Dataset entries
-.-.-
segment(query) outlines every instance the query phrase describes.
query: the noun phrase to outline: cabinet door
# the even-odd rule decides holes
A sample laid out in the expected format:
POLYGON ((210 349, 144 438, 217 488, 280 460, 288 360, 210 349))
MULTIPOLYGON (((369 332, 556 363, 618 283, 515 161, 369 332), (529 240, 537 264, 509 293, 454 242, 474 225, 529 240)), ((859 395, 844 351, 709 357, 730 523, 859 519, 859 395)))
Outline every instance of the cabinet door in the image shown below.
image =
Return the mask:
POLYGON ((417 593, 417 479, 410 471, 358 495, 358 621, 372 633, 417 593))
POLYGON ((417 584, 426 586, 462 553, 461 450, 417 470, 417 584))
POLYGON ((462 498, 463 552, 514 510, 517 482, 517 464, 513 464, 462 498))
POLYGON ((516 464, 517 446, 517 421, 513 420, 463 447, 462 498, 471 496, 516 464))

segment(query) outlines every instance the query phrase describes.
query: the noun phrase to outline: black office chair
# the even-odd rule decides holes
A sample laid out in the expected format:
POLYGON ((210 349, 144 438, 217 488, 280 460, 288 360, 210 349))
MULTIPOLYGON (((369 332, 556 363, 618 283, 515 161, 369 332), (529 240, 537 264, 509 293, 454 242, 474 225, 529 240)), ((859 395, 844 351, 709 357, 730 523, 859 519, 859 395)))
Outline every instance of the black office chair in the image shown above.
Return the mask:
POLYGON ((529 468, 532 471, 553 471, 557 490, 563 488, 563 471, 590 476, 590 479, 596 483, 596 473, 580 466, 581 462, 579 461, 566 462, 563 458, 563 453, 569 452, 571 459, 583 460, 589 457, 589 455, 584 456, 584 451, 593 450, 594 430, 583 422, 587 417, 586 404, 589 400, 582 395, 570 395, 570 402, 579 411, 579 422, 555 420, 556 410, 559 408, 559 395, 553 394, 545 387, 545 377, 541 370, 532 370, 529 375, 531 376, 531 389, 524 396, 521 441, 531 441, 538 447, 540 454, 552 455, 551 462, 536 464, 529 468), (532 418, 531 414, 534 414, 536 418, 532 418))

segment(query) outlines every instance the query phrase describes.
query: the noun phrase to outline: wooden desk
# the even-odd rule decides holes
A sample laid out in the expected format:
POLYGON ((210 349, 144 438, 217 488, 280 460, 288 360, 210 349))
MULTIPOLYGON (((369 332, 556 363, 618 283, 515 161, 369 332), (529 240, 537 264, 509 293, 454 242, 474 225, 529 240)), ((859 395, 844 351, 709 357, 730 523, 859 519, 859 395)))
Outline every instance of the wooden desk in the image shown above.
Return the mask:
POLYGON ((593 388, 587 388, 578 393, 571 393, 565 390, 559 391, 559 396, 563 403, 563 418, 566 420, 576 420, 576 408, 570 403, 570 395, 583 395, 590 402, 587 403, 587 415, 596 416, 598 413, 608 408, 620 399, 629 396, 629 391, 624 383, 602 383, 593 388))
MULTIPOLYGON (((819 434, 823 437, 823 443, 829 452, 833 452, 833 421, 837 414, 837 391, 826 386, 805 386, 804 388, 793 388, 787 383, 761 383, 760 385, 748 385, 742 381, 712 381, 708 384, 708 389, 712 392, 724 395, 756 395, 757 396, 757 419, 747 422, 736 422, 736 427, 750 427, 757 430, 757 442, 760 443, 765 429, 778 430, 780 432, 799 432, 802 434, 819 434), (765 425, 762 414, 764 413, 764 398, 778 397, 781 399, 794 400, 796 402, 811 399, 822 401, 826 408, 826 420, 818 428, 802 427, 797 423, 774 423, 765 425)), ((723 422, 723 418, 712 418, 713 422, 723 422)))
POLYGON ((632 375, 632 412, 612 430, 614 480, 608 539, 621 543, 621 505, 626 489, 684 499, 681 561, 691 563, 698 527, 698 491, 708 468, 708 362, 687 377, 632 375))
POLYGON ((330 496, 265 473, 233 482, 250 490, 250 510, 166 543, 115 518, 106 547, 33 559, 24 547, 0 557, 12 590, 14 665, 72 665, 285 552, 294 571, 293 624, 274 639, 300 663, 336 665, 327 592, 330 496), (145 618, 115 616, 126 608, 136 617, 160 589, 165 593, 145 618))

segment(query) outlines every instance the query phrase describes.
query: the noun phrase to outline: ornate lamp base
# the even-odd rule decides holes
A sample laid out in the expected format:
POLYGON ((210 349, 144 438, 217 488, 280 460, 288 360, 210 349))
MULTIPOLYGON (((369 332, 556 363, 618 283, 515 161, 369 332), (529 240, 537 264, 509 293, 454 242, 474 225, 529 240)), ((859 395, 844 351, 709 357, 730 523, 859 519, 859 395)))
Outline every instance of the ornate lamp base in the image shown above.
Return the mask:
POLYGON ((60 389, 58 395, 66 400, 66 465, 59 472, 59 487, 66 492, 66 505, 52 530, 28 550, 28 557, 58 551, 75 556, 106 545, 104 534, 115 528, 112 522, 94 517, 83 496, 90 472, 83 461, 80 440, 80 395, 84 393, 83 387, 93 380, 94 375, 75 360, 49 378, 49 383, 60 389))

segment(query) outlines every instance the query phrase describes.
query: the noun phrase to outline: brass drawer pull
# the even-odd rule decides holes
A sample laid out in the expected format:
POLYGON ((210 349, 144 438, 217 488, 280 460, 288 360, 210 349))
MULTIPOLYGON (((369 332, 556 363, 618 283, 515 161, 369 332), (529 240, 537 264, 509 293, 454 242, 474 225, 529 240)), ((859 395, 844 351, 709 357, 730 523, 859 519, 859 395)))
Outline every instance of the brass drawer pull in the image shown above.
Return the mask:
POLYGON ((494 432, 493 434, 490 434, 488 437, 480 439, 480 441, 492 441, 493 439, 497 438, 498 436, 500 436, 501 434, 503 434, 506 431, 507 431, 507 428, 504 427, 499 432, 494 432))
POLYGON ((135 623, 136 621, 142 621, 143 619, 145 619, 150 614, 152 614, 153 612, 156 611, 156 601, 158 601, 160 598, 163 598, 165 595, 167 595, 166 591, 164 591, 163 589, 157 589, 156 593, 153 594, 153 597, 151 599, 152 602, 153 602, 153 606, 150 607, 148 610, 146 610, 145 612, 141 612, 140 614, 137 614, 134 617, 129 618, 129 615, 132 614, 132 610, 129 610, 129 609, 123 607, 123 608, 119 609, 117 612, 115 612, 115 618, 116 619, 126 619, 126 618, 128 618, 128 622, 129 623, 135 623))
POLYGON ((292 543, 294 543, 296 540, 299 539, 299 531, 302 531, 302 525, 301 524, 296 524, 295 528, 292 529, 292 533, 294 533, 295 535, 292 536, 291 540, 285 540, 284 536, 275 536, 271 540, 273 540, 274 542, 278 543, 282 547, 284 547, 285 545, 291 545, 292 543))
-.-.-
Exercise details: Please write the entries out again exactly as they stand.

Finished exercise:
segment(query) outlines every instance the query phrase describes.
query: the noun phrase to outline: cabinet door
# the even-odd rule decides holes
A sample laid out in the expected format:
POLYGON ((210 349, 144 438, 217 488, 280 460, 288 360, 210 349))
MULTIPOLYGON (((369 332, 556 363, 618 283, 515 161, 369 332), (529 240, 537 264, 509 293, 454 242, 474 225, 529 240)), ((859 395, 844 351, 709 357, 730 523, 859 519, 859 395)))
Outline every instance of the cabinet door in the image shown below.
image =
Return the mask:
POLYGON ((417 593, 417 479, 410 471, 358 495, 358 621, 372 633, 417 593))
POLYGON ((417 584, 426 586, 462 553, 461 450, 417 470, 417 584))
POLYGON ((462 498, 463 552, 514 510, 517 482, 517 464, 513 464, 462 498))
POLYGON ((516 464, 517 446, 517 421, 513 420, 463 447, 462 498, 471 496, 516 464))

segment(query) outlines every instance the query phrase describes.
query: the noun phrase to outline: black office chair
# the even-odd rule decides holes
A sample laid out in the expected format:
POLYGON ((210 349, 144 438, 217 488, 280 460, 288 360, 210 349))
MULTIPOLYGON (((369 332, 556 363, 618 283, 515 161, 369 332), (529 240, 537 264, 509 293, 454 242, 474 225, 529 240)), ((859 395, 844 351, 709 357, 730 523, 859 519, 859 395)))
Outline every instance of the black office chair in the image shown above.
Return the mask:
POLYGON ((529 468, 532 471, 553 471, 557 490, 563 488, 563 471, 590 476, 590 479, 596 483, 596 473, 580 466, 581 462, 579 461, 566 462, 563 458, 563 453, 569 452, 571 459, 583 460, 589 457, 589 455, 584 456, 584 451, 593 450, 594 430, 583 422, 587 417, 586 404, 589 400, 582 395, 570 395, 570 402, 579 411, 579 422, 555 420, 556 410, 559 408, 559 395, 553 394, 545 387, 545 377, 541 370, 532 370, 529 375, 531 376, 531 389, 524 396, 521 441, 531 441, 538 447, 540 454, 552 455, 551 462, 536 464, 529 468), (532 418, 531 414, 534 414, 536 418, 532 418))

segment(query) outlines every instance the query phrase describes.
query: the noun phrase to outline: wooden desk
# the even-odd rule decides holes
A sample laid out in the expected format:
POLYGON ((210 349, 144 438, 217 488, 280 460, 288 360, 210 349))
MULTIPOLYGON (((369 332, 556 363, 618 283, 515 161, 369 332), (529 240, 537 264, 509 293, 454 242, 474 225, 529 240)), ((859 395, 844 351, 709 357, 730 523, 859 519, 859 395)))
Outline every instance of the wooden desk in the image shown above.
Return the mask:
POLYGON ((593 388, 587 388, 578 393, 571 393, 565 390, 559 391, 559 396, 563 403, 563 418, 566 420, 576 420, 576 408, 570 403, 570 395, 583 395, 590 402, 587 403, 587 415, 596 416, 598 413, 608 408, 620 399, 629 396, 629 391, 624 383, 602 383, 593 388))
MULTIPOLYGON (((819 434, 823 437, 823 443, 829 452, 833 452, 833 421, 837 414, 837 391, 826 386, 805 386, 804 388, 793 388, 787 383, 761 383, 760 385, 748 385, 742 381, 712 381, 708 384, 708 389, 712 392, 724 395, 756 395, 757 396, 757 419, 747 422, 736 422, 736 427, 750 427, 757 430, 757 442, 760 443, 765 429, 778 430, 780 432, 799 432, 802 434, 819 434), (765 425, 762 414, 764 413, 764 398, 778 397, 781 399, 794 400, 796 402, 811 399, 822 401, 826 408, 826 420, 818 428, 802 427, 797 423, 774 423, 765 425)), ((723 422, 723 418, 712 418, 713 422, 723 422)))
POLYGON ((632 375, 632 412, 612 430, 614 480, 608 539, 621 543, 621 505, 626 489, 684 499, 681 561, 691 563, 698 527, 698 491, 708 468, 708 362, 687 377, 632 375))
POLYGON ((330 496, 265 473, 233 482, 250 490, 250 510, 166 543, 115 518, 106 547, 33 559, 24 547, 0 557, 12 590, 14 665, 72 665, 285 552, 294 571, 293 624, 274 639, 300 663, 336 665, 327 592, 330 496), (145 618, 115 616, 126 608, 136 617, 160 589, 165 593, 145 618))

segment(query) outlines every instance the query phrase describes.
query: the noun phrase to outline: ornate lamp base
# the even-odd rule decides holes
A sample laid out in the expected format:
POLYGON ((210 349, 144 438, 217 488, 280 460, 288 360, 210 349))
MULTIPOLYGON (((369 332, 556 363, 618 283, 515 161, 369 332), (529 240, 537 264, 509 293, 454 242, 474 225, 529 240)), ((859 395, 844 351, 709 357, 730 523, 859 519, 859 395)))
Outline every instance of the ornate lamp base in the image shown above.
Return the mask:
POLYGON ((60 389, 58 395, 66 400, 66 465, 59 472, 59 487, 66 492, 66 505, 52 530, 28 550, 28 557, 58 551, 75 556, 106 545, 104 534, 115 528, 112 522, 94 517, 83 496, 90 472, 83 461, 80 440, 80 395, 84 393, 83 387, 93 380, 94 375, 75 360, 49 378, 49 383, 60 389))

segment(query) outlines every instance the query phrase describes.
query: the noun phrase to outline: brass drawer pull
# the even-odd rule decides holes
A sample laid out in the expected format:
POLYGON ((210 349, 144 438, 217 488, 280 460, 288 360, 210 349))
MULTIPOLYGON (((369 332, 556 363, 618 283, 515 161, 369 332), (529 240, 537 264, 509 293, 454 242, 474 225, 529 240)), ((859 395, 844 351, 709 357, 730 523, 859 519, 859 395)))
Outline every instance of the brass drawer pull in the image shown above.
Return the mask:
POLYGON ((494 432, 493 434, 490 434, 488 437, 480 439, 480 441, 492 441, 493 439, 497 438, 498 436, 500 436, 501 434, 503 434, 506 431, 507 431, 507 428, 504 427, 499 432, 494 432))
POLYGON ((135 623, 136 621, 142 621, 143 619, 145 619, 150 614, 152 614, 153 612, 156 611, 156 601, 158 601, 160 598, 163 598, 165 595, 167 595, 166 591, 164 591, 163 589, 157 589, 156 593, 153 594, 153 597, 151 599, 152 602, 153 602, 153 606, 150 607, 148 610, 146 610, 145 612, 141 612, 140 614, 137 614, 134 617, 129 618, 129 615, 132 614, 132 610, 129 610, 129 609, 123 607, 123 608, 119 609, 117 612, 115 612, 115 618, 116 619, 126 619, 126 618, 128 618, 128 622, 129 623, 135 623))
POLYGON ((292 543, 294 543, 296 540, 299 539, 299 531, 302 531, 302 525, 301 524, 296 524, 295 528, 292 529, 292 533, 294 533, 295 535, 292 536, 291 540, 285 540, 284 536, 275 536, 271 540, 273 540, 274 542, 278 543, 282 547, 284 547, 285 545, 291 545, 292 543))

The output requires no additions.